→ Given information:
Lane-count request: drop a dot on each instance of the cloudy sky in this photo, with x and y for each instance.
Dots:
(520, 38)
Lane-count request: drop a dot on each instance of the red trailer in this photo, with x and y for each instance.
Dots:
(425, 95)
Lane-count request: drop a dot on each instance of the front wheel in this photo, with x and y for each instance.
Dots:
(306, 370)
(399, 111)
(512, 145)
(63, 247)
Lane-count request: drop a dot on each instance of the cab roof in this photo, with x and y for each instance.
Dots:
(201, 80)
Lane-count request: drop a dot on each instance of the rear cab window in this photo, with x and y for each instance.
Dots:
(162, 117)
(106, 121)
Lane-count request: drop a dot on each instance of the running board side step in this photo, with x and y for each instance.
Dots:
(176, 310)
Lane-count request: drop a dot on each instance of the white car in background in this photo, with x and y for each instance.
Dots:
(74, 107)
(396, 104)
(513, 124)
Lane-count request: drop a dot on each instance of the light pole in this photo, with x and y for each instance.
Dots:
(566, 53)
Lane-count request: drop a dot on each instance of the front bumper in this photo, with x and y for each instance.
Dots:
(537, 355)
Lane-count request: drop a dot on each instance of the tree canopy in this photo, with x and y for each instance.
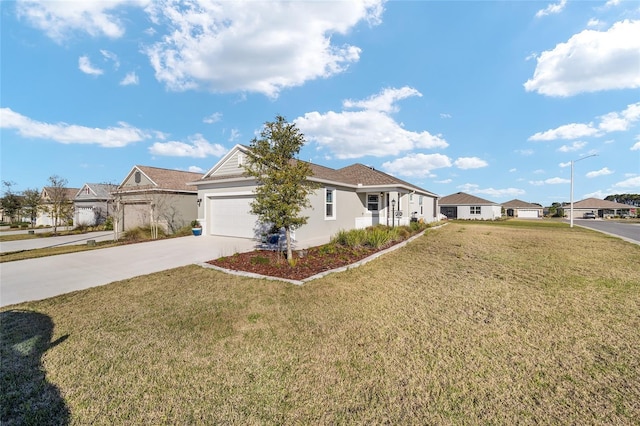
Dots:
(283, 186)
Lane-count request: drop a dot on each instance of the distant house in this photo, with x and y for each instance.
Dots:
(466, 206)
(601, 208)
(48, 195)
(522, 209)
(152, 194)
(93, 204)
(352, 197)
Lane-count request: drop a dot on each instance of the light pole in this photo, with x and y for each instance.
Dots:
(571, 210)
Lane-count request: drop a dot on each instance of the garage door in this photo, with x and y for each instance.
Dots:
(528, 214)
(232, 217)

→ What is required: Please repeat the records above exactly, leaving out the pictures.

→ Expected answer:
Lane-count request: drop a dot on each instance of the cloudy sky in this photo, with x and y for each instance.
Dots:
(520, 38)
Lane-count request: drop a dot on each instance of the red trailer in this photo, with x and y for each instance.
Dots:
(425, 95)
Lane-count request: drop a dot on each instance of the front wheel in this photo, with x and y for each instance.
Dots:
(306, 370)
(399, 111)
(512, 145)
(63, 247)
Lane-count request: drop a dot on each instance of the cab roof in this photo, with x and y for each instance.
Dots:
(201, 80)
Lane-count request: drop a dot on each instance of the rear cab window in this photo, with x and y for each instance.
Dots:
(162, 117)
(106, 121)
Lane-count request: drop a dot on each instance of the running board side step in this photo, with x and y for each instance.
Dots:
(176, 310)
Lane-count request: drop a dot on each instance of the white car in background in this photo, with x and y for each instance.
Dots:
(74, 107)
(396, 104)
(513, 124)
Lane-count request: drop a dot on each instance of the light pole in this photo, with x and y for each instance.
Dots:
(566, 53)
Lane-count request: drop a dot on each instance of the front bumper in this photo, with x and y for each instance.
Dots:
(537, 355)
Lane-count request: drop a dot on each instance of the tree canopy in this photo, with x and y for each instance.
Dots:
(283, 186)
Lane-count request: drop a dot on each instance of the distant house in this photo, with x and y for each instance.
Dots:
(466, 206)
(601, 208)
(48, 195)
(522, 209)
(152, 194)
(93, 204)
(352, 197)
Lane-count request: drop a dot on each instance of the light pole in this photo, with x and y for each instance.
Dots:
(571, 210)
Lane-count request: drop a dot on each instance of the garage door in this photo, with x and y for each instance.
Dots:
(528, 214)
(232, 217)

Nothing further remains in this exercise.